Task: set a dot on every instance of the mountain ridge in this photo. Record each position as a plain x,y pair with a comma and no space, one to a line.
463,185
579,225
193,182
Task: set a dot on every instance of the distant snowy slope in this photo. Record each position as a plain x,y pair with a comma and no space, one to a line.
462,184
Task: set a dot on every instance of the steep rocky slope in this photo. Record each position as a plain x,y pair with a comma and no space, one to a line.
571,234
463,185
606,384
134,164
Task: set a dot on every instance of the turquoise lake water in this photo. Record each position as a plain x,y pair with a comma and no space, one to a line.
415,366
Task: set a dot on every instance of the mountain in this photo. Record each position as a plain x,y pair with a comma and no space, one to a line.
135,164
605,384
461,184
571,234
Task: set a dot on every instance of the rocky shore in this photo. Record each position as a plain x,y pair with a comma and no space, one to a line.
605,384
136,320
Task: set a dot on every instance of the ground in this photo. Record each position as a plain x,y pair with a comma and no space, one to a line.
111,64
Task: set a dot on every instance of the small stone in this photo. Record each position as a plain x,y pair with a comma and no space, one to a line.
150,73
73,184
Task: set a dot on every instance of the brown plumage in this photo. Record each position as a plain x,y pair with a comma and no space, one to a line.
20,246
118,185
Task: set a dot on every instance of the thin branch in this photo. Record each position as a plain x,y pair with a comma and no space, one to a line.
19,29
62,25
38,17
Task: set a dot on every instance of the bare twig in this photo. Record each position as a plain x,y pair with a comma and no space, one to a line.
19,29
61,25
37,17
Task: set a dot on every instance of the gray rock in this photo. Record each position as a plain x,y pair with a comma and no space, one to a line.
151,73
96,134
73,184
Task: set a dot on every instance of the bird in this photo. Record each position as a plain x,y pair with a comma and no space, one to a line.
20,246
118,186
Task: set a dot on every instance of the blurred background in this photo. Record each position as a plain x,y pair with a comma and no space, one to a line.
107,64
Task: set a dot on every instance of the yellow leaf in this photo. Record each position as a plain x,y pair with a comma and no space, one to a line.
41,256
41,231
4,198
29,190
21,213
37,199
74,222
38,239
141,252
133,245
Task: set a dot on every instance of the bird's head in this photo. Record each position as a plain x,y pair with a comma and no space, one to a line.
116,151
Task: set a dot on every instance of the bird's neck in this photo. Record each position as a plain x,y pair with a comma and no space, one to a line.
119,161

• • • • • • •

Your job is to transcribe the listing exactly, line for line.

**Solution to this problem:**
Task: set a dot on every instance of the mountain ridge in this photo. Record each position as a plain x,y pair with a comma and no space, one to a line.
463,185
579,225
193,182
Task: set a dot on every instance of the distant snowy slope in this photo. Record each position as a plain x,y pair with a comma and no space, one to a line.
462,184
Task: set a dot on every instance of the steep rocky slope in this photo. Record each position as a plain x,y pair with a comma and no space, one to a line.
571,234
463,185
606,384
134,164
Task: set a dot on every instance of the turquoise lake water in this photo. Record each position as a plain x,y pair with a comma and no space, one to a line.
415,366
Task: set a dot on every instance of the mountain in this photo. Record each position as a plain x,y pair with a comma and no space, one to a line.
135,164
605,384
461,184
571,234
Task: set a dot on every instance of the rocky shore in this photo. Record each position as a plain x,y pair with a comma and no space, one to a line.
605,384
136,320
Task: set a dot on every instance of the ground in this photo. Record each position as a plain x,y pair with a comma and no space, one to a line.
111,64
Task: set a dot on every instance of the small stone in this photo. Record each position as a plain x,y pair with a comma and no space, one to a line.
150,73
73,184
Task: set a dot on every instance of the brown plumage in this photo. Record each position as a plain x,y pair with a comma and no space, one to a line.
20,246
118,185
Task: set a dot on every instance of the thin branch in this photo. Record each position as a plain x,y pair with a comma and no space, one to a line.
19,29
62,25
38,17
Task: set a dot on every instance of the bare twig in this photo. Record each position as a plain x,y pair with a comma and no space, one to a line.
19,29
61,25
37,17
Task: set a dot on every instance of the gray rock in this photo. Record each position as a plain x,y pair with a comma and no space, one to a line.
151,73
96,134
73,184
Task: set a dot on every instance of the bird in this photo. Record each position as a plain x,y pair with a comma and no space, one to a line.
20,246
118,186
Task: set a dot on every instance of the blurred background in this photo. Record each position as a plain x,y pair with a comma and no space, one to a line.
107,64
Task: set a dot on every instance of the yellow leaf in this photo. Record each position as a plain x,y pair with a comma and no space, one to a line.
41,256
41,231
4,198
29,190
21,213
37,199
74,222
38,239
141,252
133,245
Task: set a dot on every instance of the bird's head in this photo. Record each position as a plain x,y pair with a comma and no space, one to a line.
116,151
Task: set a dot on every instance of the bird's neck in this photo. Record each position as a plain x,y pair with a comma and no space, one to a line.
119,161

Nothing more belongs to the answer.